*** Block opens ***
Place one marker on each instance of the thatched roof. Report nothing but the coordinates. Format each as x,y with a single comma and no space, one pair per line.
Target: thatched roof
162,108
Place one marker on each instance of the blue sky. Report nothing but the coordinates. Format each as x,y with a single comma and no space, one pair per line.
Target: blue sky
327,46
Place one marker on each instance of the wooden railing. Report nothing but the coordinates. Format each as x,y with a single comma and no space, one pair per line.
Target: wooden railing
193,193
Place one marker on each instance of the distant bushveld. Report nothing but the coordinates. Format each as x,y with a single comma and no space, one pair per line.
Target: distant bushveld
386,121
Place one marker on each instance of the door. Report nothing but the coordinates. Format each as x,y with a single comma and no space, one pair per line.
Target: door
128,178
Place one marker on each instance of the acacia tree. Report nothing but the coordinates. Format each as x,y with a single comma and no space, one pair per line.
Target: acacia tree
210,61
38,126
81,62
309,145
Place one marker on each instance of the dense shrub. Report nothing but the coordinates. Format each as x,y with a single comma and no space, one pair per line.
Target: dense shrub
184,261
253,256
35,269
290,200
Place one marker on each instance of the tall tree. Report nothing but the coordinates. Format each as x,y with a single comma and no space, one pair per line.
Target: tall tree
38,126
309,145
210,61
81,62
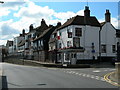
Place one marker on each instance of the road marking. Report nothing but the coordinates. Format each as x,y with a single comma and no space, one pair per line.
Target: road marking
86,75
110,81
76,73
96,71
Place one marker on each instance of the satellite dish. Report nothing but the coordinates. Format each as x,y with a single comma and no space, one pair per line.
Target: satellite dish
1,2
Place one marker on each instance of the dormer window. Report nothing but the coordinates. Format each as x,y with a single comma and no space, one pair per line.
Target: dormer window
69,34
78,32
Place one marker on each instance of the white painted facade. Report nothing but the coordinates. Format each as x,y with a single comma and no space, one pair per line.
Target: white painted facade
90,34
108,38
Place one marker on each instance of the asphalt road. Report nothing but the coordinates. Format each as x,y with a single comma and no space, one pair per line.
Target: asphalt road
18,76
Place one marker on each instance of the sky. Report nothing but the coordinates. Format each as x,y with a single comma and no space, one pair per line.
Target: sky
17,15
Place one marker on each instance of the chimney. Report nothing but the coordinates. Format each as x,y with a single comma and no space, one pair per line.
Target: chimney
50,25
58,24
31,28
86,14
23,32
107,16
43,22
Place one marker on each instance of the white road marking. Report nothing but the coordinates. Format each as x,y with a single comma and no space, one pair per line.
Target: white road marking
76,73
87,75
97,71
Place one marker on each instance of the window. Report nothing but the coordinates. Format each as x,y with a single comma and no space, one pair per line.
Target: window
69,34
59,56
68,43
59,45
113,48
78,31
67,56
103,48
76,42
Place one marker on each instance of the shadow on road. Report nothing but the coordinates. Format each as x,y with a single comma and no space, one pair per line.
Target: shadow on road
4,83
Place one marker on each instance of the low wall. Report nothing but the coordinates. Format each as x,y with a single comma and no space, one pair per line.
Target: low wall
117,65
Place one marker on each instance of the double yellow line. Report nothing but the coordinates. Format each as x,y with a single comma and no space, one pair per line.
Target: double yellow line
106,77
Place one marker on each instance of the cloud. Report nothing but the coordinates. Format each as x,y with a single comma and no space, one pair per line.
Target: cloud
114,21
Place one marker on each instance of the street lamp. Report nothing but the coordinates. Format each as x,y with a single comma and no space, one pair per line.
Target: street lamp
1,2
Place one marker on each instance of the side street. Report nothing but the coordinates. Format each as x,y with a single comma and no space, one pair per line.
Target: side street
81,49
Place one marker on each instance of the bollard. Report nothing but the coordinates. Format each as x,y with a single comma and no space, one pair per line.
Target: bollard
117,65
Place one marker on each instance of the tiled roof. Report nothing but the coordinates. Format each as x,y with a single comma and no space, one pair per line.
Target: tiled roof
102,23
21,43
79,20
43,33
118,33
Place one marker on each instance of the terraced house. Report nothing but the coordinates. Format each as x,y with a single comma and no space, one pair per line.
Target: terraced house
79,39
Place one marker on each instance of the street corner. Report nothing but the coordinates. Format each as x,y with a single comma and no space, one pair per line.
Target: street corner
110,78
0,73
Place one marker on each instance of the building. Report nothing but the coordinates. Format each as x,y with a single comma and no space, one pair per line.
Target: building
21,44
9,46
53,45
78,39
16,43
29,37
41,46
108,38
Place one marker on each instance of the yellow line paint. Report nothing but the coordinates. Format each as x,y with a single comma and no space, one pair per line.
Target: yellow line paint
110,81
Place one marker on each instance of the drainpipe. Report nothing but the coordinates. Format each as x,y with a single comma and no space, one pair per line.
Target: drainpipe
100,43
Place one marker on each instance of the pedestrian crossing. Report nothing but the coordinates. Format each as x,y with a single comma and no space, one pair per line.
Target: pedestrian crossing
85,75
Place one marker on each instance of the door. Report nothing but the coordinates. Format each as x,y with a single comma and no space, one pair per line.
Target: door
73,58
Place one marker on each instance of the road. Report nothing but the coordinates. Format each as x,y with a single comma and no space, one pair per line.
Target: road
18,76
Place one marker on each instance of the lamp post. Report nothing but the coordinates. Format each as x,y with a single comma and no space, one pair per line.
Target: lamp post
1,2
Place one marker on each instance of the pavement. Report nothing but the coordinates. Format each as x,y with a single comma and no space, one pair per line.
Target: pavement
0,76
112,78
20,76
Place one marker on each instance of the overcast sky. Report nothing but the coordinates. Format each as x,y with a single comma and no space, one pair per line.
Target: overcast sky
17,15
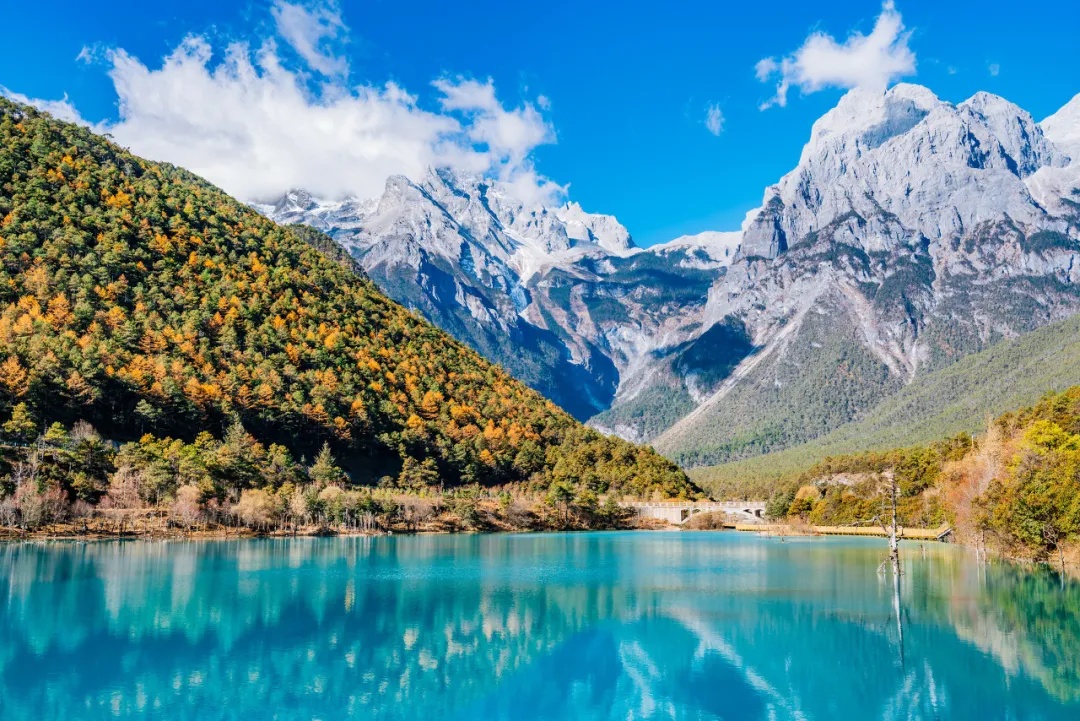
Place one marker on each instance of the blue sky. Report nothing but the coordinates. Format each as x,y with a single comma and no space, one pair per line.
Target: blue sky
609,98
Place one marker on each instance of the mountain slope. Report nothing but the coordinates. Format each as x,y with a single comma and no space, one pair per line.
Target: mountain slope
142,299
910,233
906,239
562,298
955,399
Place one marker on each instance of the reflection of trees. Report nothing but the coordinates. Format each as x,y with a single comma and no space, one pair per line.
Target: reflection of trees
374,622
1026,619
644,626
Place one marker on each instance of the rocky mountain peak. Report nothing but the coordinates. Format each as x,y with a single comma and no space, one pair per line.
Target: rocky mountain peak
906,166
1063,128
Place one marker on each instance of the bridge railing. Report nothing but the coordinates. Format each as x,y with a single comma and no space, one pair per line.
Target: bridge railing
707,505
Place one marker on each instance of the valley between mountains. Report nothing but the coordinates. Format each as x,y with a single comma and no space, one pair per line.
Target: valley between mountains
910,234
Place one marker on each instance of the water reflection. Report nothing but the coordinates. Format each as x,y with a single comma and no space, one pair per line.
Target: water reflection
579,626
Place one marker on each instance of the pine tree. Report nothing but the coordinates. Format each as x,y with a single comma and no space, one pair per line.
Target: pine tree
22,427
324,471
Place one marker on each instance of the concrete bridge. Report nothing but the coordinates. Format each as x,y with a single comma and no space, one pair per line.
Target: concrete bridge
679,512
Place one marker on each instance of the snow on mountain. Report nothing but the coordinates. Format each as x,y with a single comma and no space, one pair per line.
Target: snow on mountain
531,286
1063,128
905,159
710,249
910,232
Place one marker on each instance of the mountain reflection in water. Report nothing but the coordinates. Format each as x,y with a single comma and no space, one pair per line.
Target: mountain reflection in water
553,626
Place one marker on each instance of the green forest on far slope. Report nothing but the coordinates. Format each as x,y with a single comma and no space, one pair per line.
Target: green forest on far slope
142,300
958,398
1014,490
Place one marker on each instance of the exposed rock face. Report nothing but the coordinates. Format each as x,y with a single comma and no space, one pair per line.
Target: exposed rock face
563,298
913,231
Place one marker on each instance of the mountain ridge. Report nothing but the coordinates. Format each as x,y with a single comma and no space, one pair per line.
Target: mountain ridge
912,232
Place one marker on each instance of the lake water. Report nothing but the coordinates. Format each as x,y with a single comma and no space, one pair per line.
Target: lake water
552,626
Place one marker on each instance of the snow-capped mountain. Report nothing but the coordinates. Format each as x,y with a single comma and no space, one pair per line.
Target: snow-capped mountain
912,232
559,296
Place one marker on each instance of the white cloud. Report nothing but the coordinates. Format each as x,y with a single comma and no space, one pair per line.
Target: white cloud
59,109
714,120
872,60
257,124
313,31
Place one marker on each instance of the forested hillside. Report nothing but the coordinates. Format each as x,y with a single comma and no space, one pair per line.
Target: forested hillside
1015,489
143,300
958,398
*** Block closes ***
Where the line holding "Target: tiled roof" appears in the listing above, start reproducing exactly, and end with the line holding "Place one marker on each instance of the drainpipe.".

• _OUTPUT FOR THIS TASK_
Target: tiled roof
102,23
21,43
79,20
43,33
118,33
Place one marker on each instance of the terraced house. Report nothing but the coordinates. Format each as x,y with a single comma and no space, one pair per line.
Target: terraced house
79,39
Place one marker on each instance of the street corner. Report nothing but the coordinates. Format each as x,y with a single comma and no space, one pair per line.
Target: street corner
110,78
0,73
Place one marker on each instance of the building. Report nothing but the coordinates. Format each as x,y with a single comma and no space, one pair per line.
Target: building
21,44
9,46
53,45
78,39
16,43
29,37
41,46
108,38
Place one marker on each instance of the yellow line paint. Report nothing but the coordinates. Format each as x,y with a single comma and no space, one pair per line.
Target: yellow line paint
110,81
Place one marker on each instance of the drainpipe. Report nothing but the coordinates. Format each as x,y with a single comma and no space, one pair per line.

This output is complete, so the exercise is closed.